Data excerpts
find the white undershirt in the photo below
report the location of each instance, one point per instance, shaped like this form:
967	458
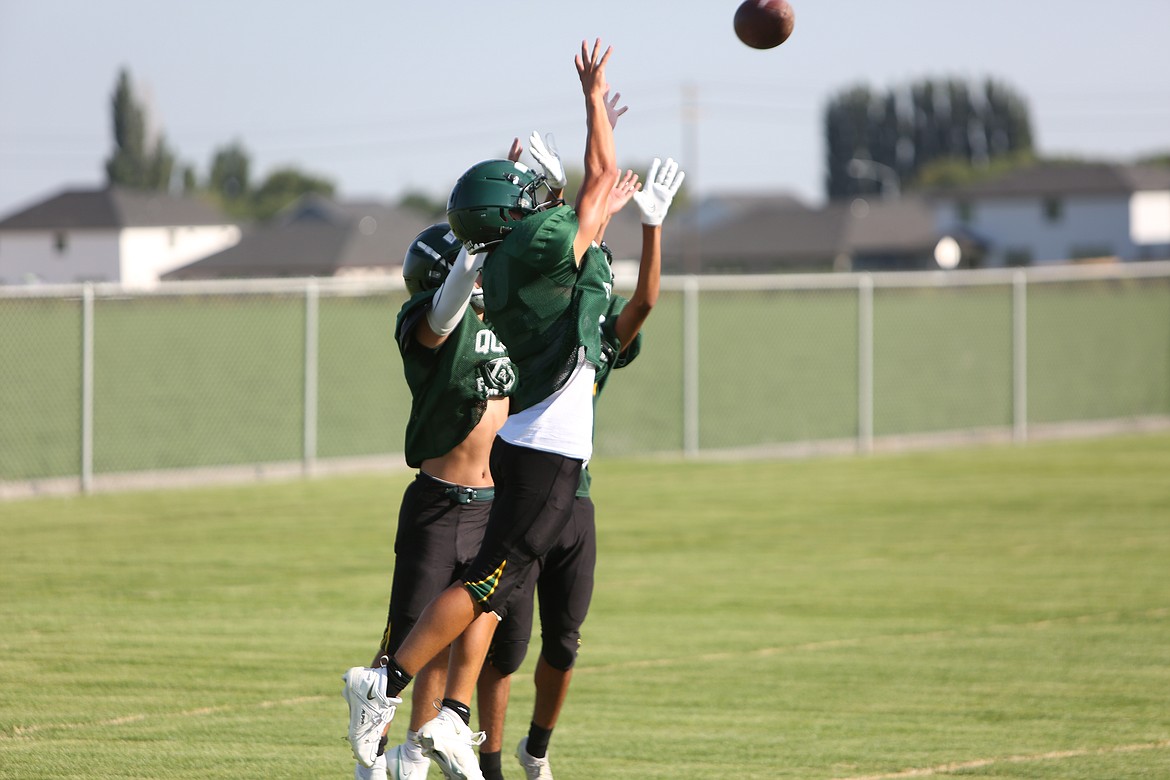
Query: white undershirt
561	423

* * *

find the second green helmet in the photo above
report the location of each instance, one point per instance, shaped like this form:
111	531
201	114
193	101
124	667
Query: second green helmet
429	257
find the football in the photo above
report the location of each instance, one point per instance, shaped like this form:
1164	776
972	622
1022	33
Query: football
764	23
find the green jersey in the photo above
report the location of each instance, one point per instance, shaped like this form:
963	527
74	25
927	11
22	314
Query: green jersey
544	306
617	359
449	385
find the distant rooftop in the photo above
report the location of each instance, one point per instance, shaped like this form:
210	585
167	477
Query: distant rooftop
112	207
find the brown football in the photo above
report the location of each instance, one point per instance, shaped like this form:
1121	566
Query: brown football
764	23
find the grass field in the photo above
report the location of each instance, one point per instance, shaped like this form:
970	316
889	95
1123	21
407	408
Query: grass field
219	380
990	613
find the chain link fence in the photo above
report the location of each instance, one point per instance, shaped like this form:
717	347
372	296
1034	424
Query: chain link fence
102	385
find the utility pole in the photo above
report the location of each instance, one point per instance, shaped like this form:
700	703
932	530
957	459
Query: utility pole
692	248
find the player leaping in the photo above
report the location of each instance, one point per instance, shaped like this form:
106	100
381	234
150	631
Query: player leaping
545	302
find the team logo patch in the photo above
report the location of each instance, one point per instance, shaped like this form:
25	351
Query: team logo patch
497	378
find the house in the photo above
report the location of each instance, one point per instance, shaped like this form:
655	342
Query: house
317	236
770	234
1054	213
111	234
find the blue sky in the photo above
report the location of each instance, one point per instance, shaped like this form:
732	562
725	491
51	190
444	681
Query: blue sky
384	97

---

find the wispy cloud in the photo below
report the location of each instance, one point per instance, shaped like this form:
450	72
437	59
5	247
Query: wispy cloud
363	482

## What to work on
Output the lines above exactly, but only those between the line holding "Query: brown football" and the line holding "find the utility pole in the photo above", inclusive.

## Result of the task
Query: brown football
764	23
find the grass field in the photo above
report the location of each instance, one point per instance, shaped like this form:
970	316
889	95
1123	21
407	408
Query: grass field
219	380
990	613
find the chain link fence in the photo above
report the location of each instance, one point per instance, shaped like this form:
717	347
372	296
1034	424
Query: chain link fence
102	385
find the utility pole in the photo above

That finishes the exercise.